Work item » For the records below, print every one exactly, with nothing dropped.

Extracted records
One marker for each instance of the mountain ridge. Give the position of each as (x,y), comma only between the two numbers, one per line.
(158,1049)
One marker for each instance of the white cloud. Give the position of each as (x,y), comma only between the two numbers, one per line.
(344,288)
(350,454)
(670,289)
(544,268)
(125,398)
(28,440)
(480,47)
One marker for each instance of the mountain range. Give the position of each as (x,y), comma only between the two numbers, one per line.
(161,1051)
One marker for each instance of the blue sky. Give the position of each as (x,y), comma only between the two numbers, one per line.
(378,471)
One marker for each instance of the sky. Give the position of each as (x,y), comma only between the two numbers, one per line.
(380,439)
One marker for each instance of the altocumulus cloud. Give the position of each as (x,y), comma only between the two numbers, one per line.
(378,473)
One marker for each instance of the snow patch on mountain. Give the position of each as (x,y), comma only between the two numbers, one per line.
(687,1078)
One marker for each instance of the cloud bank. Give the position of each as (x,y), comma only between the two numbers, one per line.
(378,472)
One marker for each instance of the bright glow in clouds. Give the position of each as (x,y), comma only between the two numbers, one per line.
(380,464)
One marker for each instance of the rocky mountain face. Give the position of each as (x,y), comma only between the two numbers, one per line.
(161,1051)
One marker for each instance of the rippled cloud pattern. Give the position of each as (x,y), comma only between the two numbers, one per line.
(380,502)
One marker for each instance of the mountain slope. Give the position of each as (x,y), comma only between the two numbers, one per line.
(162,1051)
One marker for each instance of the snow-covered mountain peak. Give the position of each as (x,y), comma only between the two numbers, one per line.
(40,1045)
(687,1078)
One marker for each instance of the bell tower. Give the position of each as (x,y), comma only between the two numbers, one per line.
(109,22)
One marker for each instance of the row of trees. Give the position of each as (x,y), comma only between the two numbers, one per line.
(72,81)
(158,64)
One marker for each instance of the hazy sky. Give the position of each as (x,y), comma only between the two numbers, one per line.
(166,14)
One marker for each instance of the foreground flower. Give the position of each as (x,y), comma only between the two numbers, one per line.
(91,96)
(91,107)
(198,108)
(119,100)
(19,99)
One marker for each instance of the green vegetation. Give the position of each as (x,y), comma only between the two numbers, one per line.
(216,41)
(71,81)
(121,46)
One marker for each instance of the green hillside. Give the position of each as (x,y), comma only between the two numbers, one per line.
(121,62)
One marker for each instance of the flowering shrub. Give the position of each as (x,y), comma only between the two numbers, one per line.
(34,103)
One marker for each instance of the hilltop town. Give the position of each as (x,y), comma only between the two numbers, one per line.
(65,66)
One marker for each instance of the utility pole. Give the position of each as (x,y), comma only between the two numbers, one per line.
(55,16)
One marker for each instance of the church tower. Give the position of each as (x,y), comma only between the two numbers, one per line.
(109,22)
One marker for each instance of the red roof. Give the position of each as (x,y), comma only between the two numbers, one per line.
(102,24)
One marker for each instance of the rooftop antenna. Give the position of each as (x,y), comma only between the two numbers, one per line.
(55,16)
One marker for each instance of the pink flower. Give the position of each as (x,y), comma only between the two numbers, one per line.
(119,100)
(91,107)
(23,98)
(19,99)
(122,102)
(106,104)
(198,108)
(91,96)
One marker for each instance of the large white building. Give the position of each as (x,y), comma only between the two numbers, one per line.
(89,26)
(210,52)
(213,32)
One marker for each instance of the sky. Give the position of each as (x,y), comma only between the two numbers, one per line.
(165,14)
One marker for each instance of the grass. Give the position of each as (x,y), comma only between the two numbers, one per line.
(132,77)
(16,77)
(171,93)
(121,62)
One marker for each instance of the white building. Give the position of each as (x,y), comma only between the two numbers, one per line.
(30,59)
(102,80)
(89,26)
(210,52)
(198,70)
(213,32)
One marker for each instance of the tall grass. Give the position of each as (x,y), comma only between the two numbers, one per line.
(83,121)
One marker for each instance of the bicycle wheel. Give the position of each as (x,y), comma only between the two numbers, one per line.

Solution to this exercise »
One marker for each instance of the mountain ridge. Give the position of each as (x,y), comma only between the two numbers, one per line.
(158,1049)
One marker for each instance of the white cloud. Give the position of each as (x,y), comma only between the two numbers, one per line.
(344,288)
(350,454)
(670,289)
(544,268)
(125,398)
(28,440)
(480,47)
One marker for each instance of the mountain range. Give the position of each as (x,y), comma only between the two numbers, one per line.
(161,1051)
One marker for each instance of the blue sky. Give the position of each as (x,y), comma only between the two numbers, one per line.
(378,471)
One marker for each instance of the sky. Give the position of each as (x,y), comma only between the two numbers, one per line.
(380,439)
One marker for each instance of the altocumulus cloud. Give the position of each as (x,y), comma only between the two numbers, one per line.
(378,473)
One marker for each instance of the snow patch on mountain. Give the position of each as (x,y), comma only between the two numbers, one per line.
(687,1078)
One marker for each instance of the cloud bank. Give the position of each as (x,y), comma only between the two numbers, one per line.
(378,472)
One marker for each instance of the bright glow in clouds. Give the position of each as (x,y), comma only between the two numbers, one per line.
(380,464)
One marker for each instance of the rocky mountain face. Give the position of each as (x,y), comma only between the two numbers, one per line.
(161,1051)
One marker for each instance of the rippled cloud pattern. Give the position of each as (x,y), comma only between the two numbers, one per line.
(380,502)
One marker for each instance of the mountain slope. Give the position of each as (x,y), comma only between the two numbers, one per line.
(162,1051)
One marker for each instance of the snow-covered mountain peak. Give the position of each as (x,y), comma only between the two numbers, one per line.
(40,1045)
(687,1078)
One marker for each instance of the bell tower. Give the position of each as (x,y), comma only between the two numbers, one per line.
(109,22)
One marker for each instance of the row of trees. Give the position of each as (x,y), comma only between the two numbers, one per line.
(72,81)
(158,64)
One marker for each instance of the hazy sky. Give the position of each as (x,y), comma only between the two numbers, one per line.
(166,14)
One marker for each instance of the foreground flower. Give the position of each as (x,y), comma only between the two numbers, one per line.
(91,96)
(91,107)
(198,108)
(119,100)
(19,99)
One marker for each instance of the green vegetation. Give the position of each as (x,y), comma only between the two numbers, one per line.
(216,41)
(71,81)
(121,46)
One marker for each instance of the green hillside. Give the position of each as (x,y), comma only between the two numbers, one per line.
(121,62)
One marker for each instance of the flowering shrub. Give the position of each as (x,y), comma only between the two numbers, one per line.
(34,103)
One marker for each instance of the hilltop town. Give the position of each as (x,y), comma only between the two numbers, one per line.
(65,66)
One marker for each instance of the utility pole. Give the position of each as (x,y), comma only between the two numbers, one per line.
(55,16)
One marker for each instance of the church tower. Give the position of each as (x,y), comma only between the two numbers, one per line.
(109,22)
One marker for each instance of the red roof. Give the position of each as (x,y), comma only between the two numbers, one per line.
(102,24)
One marker for each instance of the rooftop antenna. Give the position of each as (x,y), comma only between the two numbers, one per line.
(55,16)
One marker for each instance of the pink flower. Give the position of each as (x,y), comma only between the two numbers, one per line.
(119,100)
(91,107)
(23,98)
(19,99)
(122,102)
(106,104)
(198,108)
(91,96)
One marker for each instance of the large white building. Give the position of each as (x,y), comma only between the two numbers, one per line.
(89,26)
(210,52)
(213,32)
One marker for each instance of the sky. Give the position of each as (x,y), comma only between the two numbers, one per line.
(165,14)
One marker for each instance of the grass. Give the position of each as (x,y), comma only between the two numbers, one per line.
(132,77)
(16,77)
(171,93)
(121,62)
One marker for each instance of the white building. Give the position of each as (x,y), comma only between the two numbers, one per line.
(30,59)
(102,80)
(89,26)
(210,52)
(198,70)
(213,32)
One marker for each instance of the tall grass. Give the position of each as (x,y), comma only between the two numbers, one per line.
(83,121)
One marker for each instance of the bicycle wheel. Give the position of each as (x,y), comma only between the two numbers, one per line.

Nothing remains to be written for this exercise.